◆ Document extract
☆ ☆ ☆ ☆ ☆ ☆ ☆

So it will be seen that kindly Blessington left Marguerite and Alfred to take care of each other this summer time, with Marianne to play gooseberry. Expeditions here, there and everywhere, were the order of the day; drives along the coast, or in the evening down into Naples, to the Chiaja thronged with carriages. There were many English then resident in Naples, among them Sir William Gell, whom D’Orsay once described as “Le brave Gell, protecteur-général des humbugs.” He was evidently a bit of a “character”; a man of learning, withal, who wrote of the topography of Troy and the antiquities of Ithaca; chamberlain to the eccentric Queen Caroline, in whose favour he gave his evidence; an authority on Pompeii—and an amiable man. Mathews speaks of him as “Dear, old, kind, gay Sir William Gell, who, while wheeling himself about the room in his chair, for he was unable to walk a step without help, alternately kept his friends on the broad grin with his whimsical sallies” and talked archæological “shop”; “his hand was as big as a leg of mutton and covered with chalkstones”; nevertheless he could draw with admirable precision.

Greville tells of him, some years later, as living in “his eggshell of a house and pretty garden, which he planted himself ten years ago, and calls it the Boschetto Gellio.” Moore speaks of him as “still a coxcomb, but rather amusing.”

☆ ☆ ☆ ☆ ☆ ☆ ☆

◆ Records shown

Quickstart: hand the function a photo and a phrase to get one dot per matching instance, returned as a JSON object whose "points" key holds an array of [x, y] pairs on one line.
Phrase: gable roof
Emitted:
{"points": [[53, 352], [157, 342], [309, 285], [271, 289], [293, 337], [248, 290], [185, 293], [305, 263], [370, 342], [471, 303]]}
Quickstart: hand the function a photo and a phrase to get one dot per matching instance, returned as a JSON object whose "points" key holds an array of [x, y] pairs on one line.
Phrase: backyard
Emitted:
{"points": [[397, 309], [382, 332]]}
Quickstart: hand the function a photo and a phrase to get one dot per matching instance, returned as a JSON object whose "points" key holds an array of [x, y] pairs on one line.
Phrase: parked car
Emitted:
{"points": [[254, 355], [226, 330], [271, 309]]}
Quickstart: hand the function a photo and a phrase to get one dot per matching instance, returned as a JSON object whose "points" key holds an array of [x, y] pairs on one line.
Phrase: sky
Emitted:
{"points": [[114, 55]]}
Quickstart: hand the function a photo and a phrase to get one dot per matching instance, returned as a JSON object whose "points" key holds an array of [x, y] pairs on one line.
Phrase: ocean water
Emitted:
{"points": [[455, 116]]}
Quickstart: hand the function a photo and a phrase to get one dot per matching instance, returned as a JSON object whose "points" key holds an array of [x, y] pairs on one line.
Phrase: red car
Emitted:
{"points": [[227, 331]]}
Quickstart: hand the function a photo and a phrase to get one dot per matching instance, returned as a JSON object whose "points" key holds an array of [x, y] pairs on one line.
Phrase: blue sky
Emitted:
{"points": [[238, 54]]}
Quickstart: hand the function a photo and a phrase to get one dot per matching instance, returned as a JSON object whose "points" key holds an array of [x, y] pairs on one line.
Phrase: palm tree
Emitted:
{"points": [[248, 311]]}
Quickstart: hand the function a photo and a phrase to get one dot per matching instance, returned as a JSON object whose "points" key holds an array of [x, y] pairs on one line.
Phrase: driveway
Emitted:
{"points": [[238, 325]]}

☆ ☆ ☆ ☆ ☆ ☆ ☆

◆ Given problem A
In the passage on Sir William Gell, what name does Gell give his house and garden, according to Greville?
◆ Given problem B
Please list every person the passage on Sir William Gell quotes describing Gell.
◆ Given problem C
Continue the passage on Sir William Gell from where it stops.

◆ Final answer A
The Boschetto Gellio.

◆ Final answer B
D'Orsay, Mathews, Greville, Moore

◆ Final answer C
He was a man of sound humour; he could make fun out of his own misfortunes, as in this letter written from Rome in 1824: “I am sitting in my garden, under the shade of my own vines and figs, my dear Lady Blessington, where I have been looking at the people gathering the grapes, which are to produce six barrels of what I suspect will prove very bad wine; and all this sounds very well, till I tell you that I am positively sitting in a wheelbarrow, which I found the only means of conveying my crazy person into the garden. Don’t laugh, Miss Power.”

He was not always respectful to his royal mistress, for he accuses her of being capable of saying, “O trumpery! O Moses!”

Lady Blessington was indeed fortunate in the guides who chaperoned her on her visits to the many interesting places around Naples; Uwins, the painter, escorted her to picture-galleries and museums; so did Westmacott, the sculptor; Herschel, afterward Sir John, accompanied her to the Observatory; Sir William Gell was her cicerone at Pompeii, and to D’Orsay fell the honour of everywhere being by her side.

Pompeii inspired Lady Blessington to verse—

“Lonely city of the dead!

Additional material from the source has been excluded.